» Text for analysis:
Content starts

By Jennifer Tracy
As I sit at my computer, my heart races and I am overcome with gratitude…
thankful to be alive and share my story about life on the other side of suicide.
Suicide is a difficult subject to discuss. Yet through talking about it,
my hope is that with each passing day, together, we can bring light
to such a complex issue.
It still affects me deeply when I think about all I could have missed if I had lost the fight and taken my life. It’s hard to believe my two-year battle with suicide was 18 years ago. It’s even harder to believe that since then I buried my husband and daughter in August 2004, buried my mother in 2007 and survived traumatic brain surgery in 2012. Yet I know darkness can’t exist without the light. Some of the beautiful moments I have been alive to experience have been watching my oldest daughter graduate college and my youngest daughter graduate high school.
Despite the pain, I have forged on, shared the stage, speaking with others. Hoping that our story would continue to bring light where darkness tends to prevail. We have laughed, cried and traveled the states together. We talk openly about suicide, depression, anxiety and those we miss.
My battle with suicide started five years before the death of my husband and daughter. Most people assume when I say I fought through suicide that it was after their deaths. I can understand how people justify in their minds that I could have lost my mind after their deaths. Yet, my struggles with suicide were minor in comparison to that dark two-year time where I almost took my life. I had no way of knowing then, that everything that happened to me during my battle with suicide prepared me for surviving the most horrific day of my life, the day where not only my husband and one of my twin daughters died, but my other two daughters who were in the car as well, would survive. It can be hard to find joy and gratitude during our own personal struggles.
This was true for me then and has been many other times, but I am thankful now that those times challenged my core beliefs and ultimately led me to great self-discovery. So how in the world did a two-year battle with suicide prepare and equip me to fight through grief, social stigma, pain, regret and muster the courage to not only save myself, but also to do my best to save my two surviving daughters? I found the courage to admit that I was no longer able to fight this battle alone. It took all the strength I had to fight or me in a way I had never done before and surrender.

Content ends

(Stored data entries)

Content starts

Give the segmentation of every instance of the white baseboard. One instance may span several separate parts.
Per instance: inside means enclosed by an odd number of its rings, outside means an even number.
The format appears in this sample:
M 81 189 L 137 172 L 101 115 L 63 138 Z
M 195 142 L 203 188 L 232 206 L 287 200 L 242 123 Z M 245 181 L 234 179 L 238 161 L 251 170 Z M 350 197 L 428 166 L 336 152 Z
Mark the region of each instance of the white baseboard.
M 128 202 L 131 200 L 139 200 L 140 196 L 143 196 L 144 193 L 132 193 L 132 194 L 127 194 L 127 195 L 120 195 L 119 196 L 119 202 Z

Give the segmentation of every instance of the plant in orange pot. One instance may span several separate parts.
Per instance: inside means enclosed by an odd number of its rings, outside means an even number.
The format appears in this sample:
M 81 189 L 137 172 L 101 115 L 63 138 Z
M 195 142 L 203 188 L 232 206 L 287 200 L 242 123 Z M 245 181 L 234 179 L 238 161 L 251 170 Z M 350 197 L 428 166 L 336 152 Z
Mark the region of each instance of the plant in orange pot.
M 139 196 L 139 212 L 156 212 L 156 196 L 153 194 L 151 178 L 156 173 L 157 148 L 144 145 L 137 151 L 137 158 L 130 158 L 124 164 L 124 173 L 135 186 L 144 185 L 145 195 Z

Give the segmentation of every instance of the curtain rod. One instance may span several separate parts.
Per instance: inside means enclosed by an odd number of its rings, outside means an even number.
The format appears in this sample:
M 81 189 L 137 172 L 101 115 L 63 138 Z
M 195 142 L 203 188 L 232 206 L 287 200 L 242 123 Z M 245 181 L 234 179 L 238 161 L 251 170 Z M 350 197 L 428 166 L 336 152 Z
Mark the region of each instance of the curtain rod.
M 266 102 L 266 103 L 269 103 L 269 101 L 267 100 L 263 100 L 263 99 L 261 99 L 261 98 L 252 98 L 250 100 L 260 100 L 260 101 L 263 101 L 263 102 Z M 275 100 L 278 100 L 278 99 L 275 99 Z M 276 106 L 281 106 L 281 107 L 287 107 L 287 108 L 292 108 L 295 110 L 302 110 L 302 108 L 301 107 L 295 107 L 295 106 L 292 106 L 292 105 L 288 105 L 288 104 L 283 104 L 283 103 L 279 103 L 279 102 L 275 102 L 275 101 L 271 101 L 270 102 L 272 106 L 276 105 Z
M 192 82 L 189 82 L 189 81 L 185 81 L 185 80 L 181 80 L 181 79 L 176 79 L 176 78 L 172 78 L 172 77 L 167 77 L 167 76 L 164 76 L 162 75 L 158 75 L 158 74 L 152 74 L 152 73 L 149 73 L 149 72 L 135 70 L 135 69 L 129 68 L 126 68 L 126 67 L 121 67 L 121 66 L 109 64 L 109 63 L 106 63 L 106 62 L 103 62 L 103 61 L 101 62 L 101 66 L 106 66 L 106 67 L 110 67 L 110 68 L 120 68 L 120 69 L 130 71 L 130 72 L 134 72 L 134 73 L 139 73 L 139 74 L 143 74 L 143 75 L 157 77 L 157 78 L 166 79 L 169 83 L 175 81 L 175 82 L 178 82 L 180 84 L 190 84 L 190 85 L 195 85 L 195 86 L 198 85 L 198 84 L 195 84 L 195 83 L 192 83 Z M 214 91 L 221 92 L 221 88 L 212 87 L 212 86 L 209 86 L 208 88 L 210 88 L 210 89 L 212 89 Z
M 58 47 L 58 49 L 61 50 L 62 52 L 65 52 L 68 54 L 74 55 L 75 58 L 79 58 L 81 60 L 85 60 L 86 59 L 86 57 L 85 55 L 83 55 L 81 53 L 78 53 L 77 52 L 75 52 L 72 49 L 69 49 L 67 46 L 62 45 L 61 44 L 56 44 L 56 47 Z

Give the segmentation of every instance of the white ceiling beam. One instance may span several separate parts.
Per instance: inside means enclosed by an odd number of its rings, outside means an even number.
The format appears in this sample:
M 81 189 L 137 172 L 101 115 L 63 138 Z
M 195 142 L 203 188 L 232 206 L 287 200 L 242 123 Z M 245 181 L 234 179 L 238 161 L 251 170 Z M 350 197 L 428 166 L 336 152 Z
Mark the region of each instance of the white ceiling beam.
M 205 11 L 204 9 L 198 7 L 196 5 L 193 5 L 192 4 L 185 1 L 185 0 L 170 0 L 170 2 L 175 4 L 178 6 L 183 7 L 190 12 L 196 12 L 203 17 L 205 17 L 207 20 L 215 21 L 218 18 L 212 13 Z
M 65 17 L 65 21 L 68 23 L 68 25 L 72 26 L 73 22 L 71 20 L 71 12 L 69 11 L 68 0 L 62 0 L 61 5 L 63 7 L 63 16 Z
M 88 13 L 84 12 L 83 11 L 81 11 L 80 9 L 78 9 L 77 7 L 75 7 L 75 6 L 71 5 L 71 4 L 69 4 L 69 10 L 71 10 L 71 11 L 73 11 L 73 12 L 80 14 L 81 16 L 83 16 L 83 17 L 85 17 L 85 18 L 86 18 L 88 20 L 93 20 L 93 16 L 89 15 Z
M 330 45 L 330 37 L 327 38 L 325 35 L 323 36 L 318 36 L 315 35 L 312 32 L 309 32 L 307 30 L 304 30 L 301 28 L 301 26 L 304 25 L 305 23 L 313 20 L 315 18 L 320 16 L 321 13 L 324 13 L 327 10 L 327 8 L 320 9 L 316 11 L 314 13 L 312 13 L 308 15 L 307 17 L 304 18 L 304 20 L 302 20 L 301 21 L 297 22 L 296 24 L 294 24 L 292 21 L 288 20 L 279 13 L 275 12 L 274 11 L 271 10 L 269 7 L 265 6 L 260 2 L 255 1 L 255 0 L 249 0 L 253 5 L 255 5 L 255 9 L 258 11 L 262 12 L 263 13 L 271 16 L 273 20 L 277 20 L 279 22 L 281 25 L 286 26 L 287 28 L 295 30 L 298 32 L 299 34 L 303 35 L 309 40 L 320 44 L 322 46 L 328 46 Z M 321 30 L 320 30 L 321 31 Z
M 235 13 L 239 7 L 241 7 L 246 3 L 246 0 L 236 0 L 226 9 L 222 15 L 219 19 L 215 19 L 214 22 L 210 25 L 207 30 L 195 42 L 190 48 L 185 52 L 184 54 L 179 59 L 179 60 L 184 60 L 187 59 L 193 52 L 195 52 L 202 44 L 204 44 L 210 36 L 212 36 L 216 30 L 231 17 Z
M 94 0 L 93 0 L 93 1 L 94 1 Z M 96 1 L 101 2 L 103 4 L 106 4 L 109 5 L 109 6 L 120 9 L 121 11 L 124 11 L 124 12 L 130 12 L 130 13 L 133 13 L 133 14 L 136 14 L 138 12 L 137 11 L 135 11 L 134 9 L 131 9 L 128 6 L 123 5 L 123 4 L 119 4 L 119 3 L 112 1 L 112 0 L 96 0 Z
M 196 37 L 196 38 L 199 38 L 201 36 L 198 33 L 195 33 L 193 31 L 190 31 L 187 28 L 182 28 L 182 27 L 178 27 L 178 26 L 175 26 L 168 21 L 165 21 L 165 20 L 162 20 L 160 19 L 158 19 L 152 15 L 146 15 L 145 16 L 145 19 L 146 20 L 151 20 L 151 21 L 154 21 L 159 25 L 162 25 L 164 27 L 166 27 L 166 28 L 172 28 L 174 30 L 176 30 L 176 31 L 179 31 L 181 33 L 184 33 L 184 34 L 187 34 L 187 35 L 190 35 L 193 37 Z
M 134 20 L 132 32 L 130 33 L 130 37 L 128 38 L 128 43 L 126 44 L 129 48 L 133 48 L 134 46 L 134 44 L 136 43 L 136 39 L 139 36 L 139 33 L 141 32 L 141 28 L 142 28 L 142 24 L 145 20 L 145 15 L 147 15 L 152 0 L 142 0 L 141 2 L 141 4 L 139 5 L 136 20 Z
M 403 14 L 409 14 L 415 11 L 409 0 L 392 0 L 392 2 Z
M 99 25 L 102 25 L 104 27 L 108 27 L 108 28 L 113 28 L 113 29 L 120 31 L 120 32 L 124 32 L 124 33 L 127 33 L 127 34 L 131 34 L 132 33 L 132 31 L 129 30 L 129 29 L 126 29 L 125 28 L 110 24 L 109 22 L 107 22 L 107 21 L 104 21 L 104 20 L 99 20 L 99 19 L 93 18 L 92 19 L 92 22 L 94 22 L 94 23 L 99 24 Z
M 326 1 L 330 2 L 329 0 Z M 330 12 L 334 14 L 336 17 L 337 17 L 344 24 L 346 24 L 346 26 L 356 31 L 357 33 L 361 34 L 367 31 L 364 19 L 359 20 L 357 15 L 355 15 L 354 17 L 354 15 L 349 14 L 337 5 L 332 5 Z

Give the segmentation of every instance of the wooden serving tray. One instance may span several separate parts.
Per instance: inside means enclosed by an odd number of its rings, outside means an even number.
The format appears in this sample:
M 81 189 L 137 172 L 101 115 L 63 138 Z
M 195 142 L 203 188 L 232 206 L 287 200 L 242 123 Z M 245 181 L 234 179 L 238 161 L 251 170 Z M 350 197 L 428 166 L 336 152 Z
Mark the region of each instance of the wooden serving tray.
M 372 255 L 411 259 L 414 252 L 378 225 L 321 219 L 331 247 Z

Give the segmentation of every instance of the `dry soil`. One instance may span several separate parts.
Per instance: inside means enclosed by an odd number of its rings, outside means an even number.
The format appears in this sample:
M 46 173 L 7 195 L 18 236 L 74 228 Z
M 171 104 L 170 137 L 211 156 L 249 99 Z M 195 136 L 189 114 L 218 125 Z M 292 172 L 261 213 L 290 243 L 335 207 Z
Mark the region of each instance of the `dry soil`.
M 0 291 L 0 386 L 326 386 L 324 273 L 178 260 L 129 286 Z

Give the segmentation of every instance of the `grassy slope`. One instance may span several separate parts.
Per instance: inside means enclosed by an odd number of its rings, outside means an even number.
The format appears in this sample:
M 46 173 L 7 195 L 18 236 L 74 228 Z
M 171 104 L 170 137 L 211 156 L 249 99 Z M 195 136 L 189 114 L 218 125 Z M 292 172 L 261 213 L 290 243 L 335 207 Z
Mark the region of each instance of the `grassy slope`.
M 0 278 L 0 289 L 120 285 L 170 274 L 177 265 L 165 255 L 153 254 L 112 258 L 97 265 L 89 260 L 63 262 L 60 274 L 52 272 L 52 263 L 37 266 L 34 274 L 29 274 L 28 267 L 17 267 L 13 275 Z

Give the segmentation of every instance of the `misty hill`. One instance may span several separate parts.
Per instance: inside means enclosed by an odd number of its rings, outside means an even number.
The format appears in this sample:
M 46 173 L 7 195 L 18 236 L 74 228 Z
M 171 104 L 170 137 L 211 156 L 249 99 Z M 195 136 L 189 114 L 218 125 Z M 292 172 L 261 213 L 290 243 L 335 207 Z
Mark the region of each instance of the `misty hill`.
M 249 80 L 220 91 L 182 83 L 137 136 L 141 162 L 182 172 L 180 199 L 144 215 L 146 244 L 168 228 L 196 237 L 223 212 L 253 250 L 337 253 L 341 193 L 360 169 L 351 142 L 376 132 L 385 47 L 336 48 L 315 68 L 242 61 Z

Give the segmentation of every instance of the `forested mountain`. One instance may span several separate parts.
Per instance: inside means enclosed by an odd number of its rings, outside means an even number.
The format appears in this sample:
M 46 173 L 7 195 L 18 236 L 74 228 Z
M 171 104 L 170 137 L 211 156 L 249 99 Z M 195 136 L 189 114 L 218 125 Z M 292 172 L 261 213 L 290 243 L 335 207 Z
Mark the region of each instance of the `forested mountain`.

Content ends

» Activity list:
**1.** Repeat word for word the part of the essay about life after suicide from "Suicide is a" up to and including "a complex issue.".
**2.** Using the essay about life after suicide, say whether each statement agrees with it: (a) The writer's battle with suicide began after the deaths of the writer's husband and daughter. (b) The writer survived brain surgery in 2012. (c) The writer's two-year battle with suicide took place 18 years ago. Answer yes or no for each, and quote the words that decide it.
**3.** Pick up the essay about life after suicide where it stops, and keep writing it.
This data has no connection to the essay about life after suicide.

» Responses by item number:
**1.**
Suicide is a difficult subject to discuss. Yet through talking about it,
my hope is that with each passing day, together, we can bring light
to such a complex issue.

**2.**
(a) No: "My battle with suicide started five years before the death of my husband and daughter."
(b) Yes: "survived traumatic brain surgery in 2012"
(c) Yes: "my two-year battle with suicide was 18 years ago"

**3.**
The choice to admit myself into the psychiatric unit shattered my walls, kept me alive and I believe, prepared me to know how to save myself after my husband and daughter were killed. Rebuilding my life happened by finding the courage to do whatever it took to see this happen. Through prayer, meditation, the help of my therapist, primary care physician, EMDR (Eye Movement Desensitization Reprocessing,) building a support system of friends and family and changing the way I ate, I have seen what was a shattered life be rebuilt. Nothing though has changed me or been as powerful. as learning the true understanding of forgiveness and applying its power to myself.
Those questions and subsequent answers became the foundation for every speech and program I would develop and run. How can we expect others to know how to love or help us, when we don’t know how to? When it comes to solving issues with mental health, suicide, addiction, grief and crime, we must evaluate the role of these four things. We must ask ourselves, what role does science and our DNA play in the equation? Second, we must look back and be open about how each of our unique upbringings plays a part in who we are today. Third, we must evaluate the current environment that we are in and determine if it is healthy. Last, we must battle within ourselves the mystery that spirituality plays. Personally, I felt abandoned by a God I once felt close to. Knowing the answers to these questions, saved my life. Helping others find their answers is what fuels my mission to save lives with my story.